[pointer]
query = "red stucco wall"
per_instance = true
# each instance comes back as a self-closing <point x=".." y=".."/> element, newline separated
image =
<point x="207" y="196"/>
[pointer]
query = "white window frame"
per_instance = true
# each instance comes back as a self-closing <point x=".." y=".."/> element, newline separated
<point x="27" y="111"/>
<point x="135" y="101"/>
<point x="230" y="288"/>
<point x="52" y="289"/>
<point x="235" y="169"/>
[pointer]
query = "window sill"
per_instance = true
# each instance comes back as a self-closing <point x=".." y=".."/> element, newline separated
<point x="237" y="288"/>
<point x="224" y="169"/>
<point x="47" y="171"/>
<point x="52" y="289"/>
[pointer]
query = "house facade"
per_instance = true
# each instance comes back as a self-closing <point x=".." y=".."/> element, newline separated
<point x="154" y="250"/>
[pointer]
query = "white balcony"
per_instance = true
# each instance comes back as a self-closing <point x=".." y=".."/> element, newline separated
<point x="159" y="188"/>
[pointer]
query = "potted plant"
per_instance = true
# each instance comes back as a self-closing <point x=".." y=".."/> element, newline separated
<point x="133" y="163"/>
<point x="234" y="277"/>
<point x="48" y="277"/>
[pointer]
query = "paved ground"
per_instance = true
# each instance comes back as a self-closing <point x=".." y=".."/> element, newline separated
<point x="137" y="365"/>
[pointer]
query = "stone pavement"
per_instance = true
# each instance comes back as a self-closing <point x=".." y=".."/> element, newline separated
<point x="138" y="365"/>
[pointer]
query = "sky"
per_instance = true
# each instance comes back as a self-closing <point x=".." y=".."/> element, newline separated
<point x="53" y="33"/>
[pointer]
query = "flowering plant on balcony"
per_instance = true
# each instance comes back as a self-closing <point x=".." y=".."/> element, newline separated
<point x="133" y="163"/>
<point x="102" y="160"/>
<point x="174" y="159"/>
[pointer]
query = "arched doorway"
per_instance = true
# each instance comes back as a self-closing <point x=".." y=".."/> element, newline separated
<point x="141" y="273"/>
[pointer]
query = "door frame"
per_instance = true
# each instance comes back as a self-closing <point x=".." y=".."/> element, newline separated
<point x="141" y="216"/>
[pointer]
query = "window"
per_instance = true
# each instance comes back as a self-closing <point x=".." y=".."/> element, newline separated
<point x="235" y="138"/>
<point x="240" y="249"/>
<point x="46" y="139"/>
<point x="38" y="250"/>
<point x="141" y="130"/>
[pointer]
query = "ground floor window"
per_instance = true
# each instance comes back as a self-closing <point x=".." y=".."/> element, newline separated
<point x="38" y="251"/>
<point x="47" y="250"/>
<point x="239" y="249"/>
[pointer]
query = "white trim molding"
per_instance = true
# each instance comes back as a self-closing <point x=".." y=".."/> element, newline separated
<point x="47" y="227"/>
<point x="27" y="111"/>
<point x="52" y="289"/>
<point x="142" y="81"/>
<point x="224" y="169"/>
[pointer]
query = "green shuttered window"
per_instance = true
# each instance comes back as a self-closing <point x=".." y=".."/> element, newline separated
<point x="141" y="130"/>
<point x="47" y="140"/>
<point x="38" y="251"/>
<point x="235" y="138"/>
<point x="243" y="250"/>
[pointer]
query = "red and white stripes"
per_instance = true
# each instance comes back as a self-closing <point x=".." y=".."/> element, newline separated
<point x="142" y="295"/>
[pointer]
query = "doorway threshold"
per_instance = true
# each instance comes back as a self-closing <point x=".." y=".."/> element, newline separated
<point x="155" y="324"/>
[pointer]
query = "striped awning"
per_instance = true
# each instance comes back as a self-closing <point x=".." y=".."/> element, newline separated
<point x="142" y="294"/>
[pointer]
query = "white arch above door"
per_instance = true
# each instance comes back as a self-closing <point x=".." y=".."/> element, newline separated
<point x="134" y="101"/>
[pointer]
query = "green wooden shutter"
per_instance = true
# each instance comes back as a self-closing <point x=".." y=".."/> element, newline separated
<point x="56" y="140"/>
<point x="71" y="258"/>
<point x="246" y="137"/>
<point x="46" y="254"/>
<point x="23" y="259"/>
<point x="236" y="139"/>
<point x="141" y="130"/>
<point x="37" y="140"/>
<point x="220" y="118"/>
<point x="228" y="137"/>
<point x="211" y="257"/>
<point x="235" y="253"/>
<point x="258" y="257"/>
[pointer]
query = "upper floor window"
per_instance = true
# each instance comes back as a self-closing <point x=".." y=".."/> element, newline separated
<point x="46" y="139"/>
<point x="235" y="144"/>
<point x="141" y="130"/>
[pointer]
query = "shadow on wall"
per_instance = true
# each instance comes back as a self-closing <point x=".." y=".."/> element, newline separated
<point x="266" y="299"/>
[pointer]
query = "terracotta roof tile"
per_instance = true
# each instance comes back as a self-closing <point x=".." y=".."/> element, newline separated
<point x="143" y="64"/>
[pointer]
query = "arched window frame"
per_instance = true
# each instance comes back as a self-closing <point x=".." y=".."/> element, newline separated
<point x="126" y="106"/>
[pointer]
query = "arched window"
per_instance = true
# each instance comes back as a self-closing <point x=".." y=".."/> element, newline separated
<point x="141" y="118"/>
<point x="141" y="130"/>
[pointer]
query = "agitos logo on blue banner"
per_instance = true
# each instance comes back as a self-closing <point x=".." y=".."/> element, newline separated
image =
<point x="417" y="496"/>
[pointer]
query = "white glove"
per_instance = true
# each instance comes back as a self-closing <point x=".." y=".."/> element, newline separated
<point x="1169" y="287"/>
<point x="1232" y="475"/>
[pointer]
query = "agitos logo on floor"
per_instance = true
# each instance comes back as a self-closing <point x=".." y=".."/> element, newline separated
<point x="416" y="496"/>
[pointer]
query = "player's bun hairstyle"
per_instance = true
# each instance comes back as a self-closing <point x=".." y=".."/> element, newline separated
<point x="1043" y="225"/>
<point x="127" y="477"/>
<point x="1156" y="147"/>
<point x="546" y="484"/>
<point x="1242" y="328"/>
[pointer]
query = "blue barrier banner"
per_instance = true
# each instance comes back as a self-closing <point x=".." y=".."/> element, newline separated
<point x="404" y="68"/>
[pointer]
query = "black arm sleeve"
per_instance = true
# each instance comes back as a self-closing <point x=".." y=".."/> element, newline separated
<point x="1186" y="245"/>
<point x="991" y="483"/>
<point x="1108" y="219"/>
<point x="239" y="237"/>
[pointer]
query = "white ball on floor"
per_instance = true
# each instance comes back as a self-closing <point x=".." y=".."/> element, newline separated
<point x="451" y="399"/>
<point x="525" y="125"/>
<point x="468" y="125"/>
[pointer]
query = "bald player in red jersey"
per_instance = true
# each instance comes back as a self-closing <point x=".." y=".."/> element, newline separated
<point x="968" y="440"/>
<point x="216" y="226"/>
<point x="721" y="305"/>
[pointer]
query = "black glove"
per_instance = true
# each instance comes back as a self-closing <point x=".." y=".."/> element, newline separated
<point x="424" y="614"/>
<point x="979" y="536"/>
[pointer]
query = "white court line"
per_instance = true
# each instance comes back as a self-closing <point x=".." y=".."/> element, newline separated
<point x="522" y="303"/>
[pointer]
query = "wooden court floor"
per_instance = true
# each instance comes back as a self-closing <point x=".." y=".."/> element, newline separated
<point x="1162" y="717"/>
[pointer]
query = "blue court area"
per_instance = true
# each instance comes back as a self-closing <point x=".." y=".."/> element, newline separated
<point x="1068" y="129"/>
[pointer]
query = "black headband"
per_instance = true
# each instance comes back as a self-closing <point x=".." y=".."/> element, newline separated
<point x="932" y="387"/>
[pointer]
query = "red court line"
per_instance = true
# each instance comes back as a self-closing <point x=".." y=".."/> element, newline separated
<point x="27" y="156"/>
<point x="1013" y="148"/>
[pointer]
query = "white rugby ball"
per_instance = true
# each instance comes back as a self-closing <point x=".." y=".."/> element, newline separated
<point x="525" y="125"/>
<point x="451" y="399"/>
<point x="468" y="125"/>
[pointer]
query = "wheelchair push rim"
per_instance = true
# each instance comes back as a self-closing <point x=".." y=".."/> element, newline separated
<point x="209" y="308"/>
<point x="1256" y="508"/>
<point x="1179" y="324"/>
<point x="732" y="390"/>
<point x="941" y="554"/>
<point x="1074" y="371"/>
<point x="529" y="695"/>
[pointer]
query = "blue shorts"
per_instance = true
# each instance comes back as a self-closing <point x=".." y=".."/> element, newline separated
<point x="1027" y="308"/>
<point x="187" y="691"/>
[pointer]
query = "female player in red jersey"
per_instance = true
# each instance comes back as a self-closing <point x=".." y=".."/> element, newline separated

▶ [Work task]:
Out of the entries, report each line that contains the word "window".

▶ [Expected output]:
query = "white window frame"
query = "window sill"
query = "window"
query = "ground floor window"
query = "green shuttered window"
query = "upper floor window"
query = "arched window frame"
query = "arched window"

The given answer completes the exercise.